▶ _WHAT YOU SHOULD DO_
Count the lines in the rows below that contain the string "wooden", and give only that number.
==== SOURCE DATA ====
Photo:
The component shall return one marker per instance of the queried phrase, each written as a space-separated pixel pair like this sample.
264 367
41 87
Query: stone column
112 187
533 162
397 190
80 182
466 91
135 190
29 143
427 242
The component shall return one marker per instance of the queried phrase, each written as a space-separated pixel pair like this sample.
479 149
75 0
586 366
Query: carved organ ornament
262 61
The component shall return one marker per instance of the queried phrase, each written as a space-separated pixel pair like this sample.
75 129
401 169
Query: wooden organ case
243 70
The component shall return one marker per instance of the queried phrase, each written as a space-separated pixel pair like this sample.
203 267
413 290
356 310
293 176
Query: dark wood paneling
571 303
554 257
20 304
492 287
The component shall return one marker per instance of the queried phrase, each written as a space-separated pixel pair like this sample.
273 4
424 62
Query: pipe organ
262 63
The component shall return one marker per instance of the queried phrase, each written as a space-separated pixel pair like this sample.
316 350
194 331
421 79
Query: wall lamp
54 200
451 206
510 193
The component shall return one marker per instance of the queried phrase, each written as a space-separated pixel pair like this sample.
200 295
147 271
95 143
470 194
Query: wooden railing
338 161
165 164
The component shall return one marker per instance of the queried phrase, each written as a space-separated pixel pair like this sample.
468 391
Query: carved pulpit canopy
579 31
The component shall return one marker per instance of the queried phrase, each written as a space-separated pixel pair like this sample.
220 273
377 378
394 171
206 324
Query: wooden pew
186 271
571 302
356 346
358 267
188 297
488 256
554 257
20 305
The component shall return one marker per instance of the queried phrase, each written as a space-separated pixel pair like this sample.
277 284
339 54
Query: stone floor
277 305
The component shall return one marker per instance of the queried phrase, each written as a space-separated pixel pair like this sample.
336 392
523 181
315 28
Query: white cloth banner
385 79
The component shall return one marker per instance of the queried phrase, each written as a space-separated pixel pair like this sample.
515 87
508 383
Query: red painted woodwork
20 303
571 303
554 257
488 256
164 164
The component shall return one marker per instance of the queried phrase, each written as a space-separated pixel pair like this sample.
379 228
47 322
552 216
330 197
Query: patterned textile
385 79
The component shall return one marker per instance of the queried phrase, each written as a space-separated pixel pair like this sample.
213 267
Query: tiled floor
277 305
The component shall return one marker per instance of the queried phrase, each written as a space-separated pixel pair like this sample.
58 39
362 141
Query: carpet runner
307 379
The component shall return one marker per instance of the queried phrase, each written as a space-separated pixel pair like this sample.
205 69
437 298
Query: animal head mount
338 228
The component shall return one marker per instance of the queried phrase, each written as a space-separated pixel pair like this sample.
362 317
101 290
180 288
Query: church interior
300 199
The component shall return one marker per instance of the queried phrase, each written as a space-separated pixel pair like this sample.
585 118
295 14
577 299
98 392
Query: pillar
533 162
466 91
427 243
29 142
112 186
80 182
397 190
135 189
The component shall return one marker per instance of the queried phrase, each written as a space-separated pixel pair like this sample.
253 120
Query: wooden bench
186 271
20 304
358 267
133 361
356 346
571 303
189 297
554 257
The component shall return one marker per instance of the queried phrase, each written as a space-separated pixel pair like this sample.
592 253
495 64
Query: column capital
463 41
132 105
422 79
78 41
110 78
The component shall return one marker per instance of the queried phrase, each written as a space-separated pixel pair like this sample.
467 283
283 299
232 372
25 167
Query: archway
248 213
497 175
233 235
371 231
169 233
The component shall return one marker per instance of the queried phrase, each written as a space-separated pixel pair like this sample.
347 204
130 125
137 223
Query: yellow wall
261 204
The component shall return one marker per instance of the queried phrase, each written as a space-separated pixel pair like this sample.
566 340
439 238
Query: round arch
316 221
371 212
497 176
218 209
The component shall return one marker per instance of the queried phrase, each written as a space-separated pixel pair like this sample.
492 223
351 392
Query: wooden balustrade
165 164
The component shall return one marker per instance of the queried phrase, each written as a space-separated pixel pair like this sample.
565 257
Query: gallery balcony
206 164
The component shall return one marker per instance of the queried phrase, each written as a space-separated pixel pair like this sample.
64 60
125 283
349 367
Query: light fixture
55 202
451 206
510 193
====
▶ _REPLY TO THE TASK_
5